With the prospect of no-notice school inspections, teachers and leaders face living in the equivalent of an occupied country, colonised by curriculum and inspection “experts” as well as assessment strategists.
Far too many time- and effort-consuming functions are already thrust upon teachers. Now even more Janus-faced than ever, they will teach their classes with one eye on the students and the other on the phantom inspectors who could drop in at any time.
Data-gathering, already excessive, will become routinely urgent, to ensure that it’s fully up to date when inspectors call. “Every lesson counts” – and this will take an unbearable toll on overstretched teachers.
Subject leaders now on the frontline will be colour-coding all kinds of intent and implementation documents to within an inch of their lives, and referencing data to prove that each and every interaction promotes incredible impact.
Data and teacher workload
In fact, the only real impact this obsessive recording makes is to drive down teacher motivation and drive up stressful workload. These Sisyphean efforts may make a difference to an inspection grade. But they won’t advance learning one jot.
The trouble with an over-assertive and omnipresent inspection regime is that its needs have to be fulfilled before those of the pupils in the classroom. All too often, teaching is all about performance: learning got left in the lurch a long time ago. Performance management is the name of the game.

++++

AIM 1 ▸
Answer these about the opinion piece on school inspections:
(a) Besides the students, whom will teachers keep one eye on?
(b) What kinds of documents will subject leaders be working on?
(c) What two effects does the obsessive recording have?
AIM 2 ▸ Retype the school inspections piece, everything from "Data and teacher" down to "of the game.".
AIM 3 ▸ Write what comes next in the opinion piece on school inspections, picking up after its final sentence.
The data that comes after this point is from a separate source.

++++

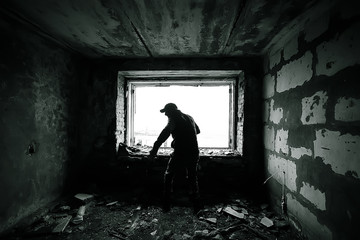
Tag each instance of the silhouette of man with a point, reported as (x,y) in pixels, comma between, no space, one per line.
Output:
(184,131)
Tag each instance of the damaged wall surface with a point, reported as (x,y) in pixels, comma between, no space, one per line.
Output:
(311,121)
(38,112)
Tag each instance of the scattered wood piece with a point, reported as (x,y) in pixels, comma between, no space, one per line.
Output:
(264,205)
(258,233)
(211,220)
(62,224)
(84,197)
(234,213)
(266,222)
(111,203)
(117,235)
(244,211)
(79,216)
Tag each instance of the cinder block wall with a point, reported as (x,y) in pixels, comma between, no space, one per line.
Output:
(38,104)
(312,121)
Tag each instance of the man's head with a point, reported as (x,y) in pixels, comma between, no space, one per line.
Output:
(169,109)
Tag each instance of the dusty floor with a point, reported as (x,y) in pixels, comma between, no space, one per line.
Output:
(124,216)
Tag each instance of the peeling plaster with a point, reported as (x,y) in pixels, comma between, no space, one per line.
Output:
(314,196)
(276,114)
(308,220)
(297,153)
(340,151)
(313,108)
(278,165)
(347,109)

++++

EXERCISE ANSWER 1 ▸
(a) The phantom inspectors who could drop in at any time.
(b) Intent and implementation documents.
(c) It drives down teacher motivation and drives up stressful workload.

EXERCISE ANSWER 2 ▸
Data and teacher workload
In fact, the only real impact this obsessive recording makes is to drive down teacher motivation and drive up stressful workload. These Sisyphean efforts may make a difference to an inspection grade. But they won’t advance learning one jot.
The trouble with an over-assertive and omnipresent inspection regime is that its needs have to be fulfilled before those of the pupils in the classroom. All too often, teaching is all about performance: learning got left in the lurch a long time ago. Performance management is the name of the game.

EXERCISE ANSWER 3 ▸
An extortionate premium is placed on visible outcomes, often artificially manufactured by placing tests at set points in the academic year, rather than at suitable points in the learning cycle – just to ensure that more spreadsheet columns are filled.
Ofsted changes 'create an arms race'
Every time Ofsted changes its school inspection framework, it’s like an arms race. This time around, there’s money to be made out of off-the-peg models that will satisfy even the greatest depths of the inspectors’ dives into the curriculum.
Sadly, with no-notice inspections constantly at the school gate, there will be no time for the really important debates about the most suitable curriculum for the context of each school.
The space to experiment and reconfigure, the time to set up and nurture best practice – and, most importantly, the time to reflect and evaluate on the long-term learning journeys – all has to be redirected to the paperwork front.
It’s a problem on both sides of the inspection divide. In an unusually democratic style, Ofsted consulted on its new approach. It set out its new rules very clearly, to avoid appearing to have a secret agenda. But it neglected to put in place the vital training needed to ensure that subject experts were inspection-ready in September.
Adverts for trainers with recent experience and respected expertise, who could train inspectors, only recently went out. The implication is that inspectors may be out of touch and out of date with the very thing at the forefront of their role: the evaluation of content and pedagogy.
Fuel for electioneering
The attempts of chief inspector Amanda Spielman and her advisers to deepen engagement with content and teaching will be subsumed by the melee of frantic inspection activity.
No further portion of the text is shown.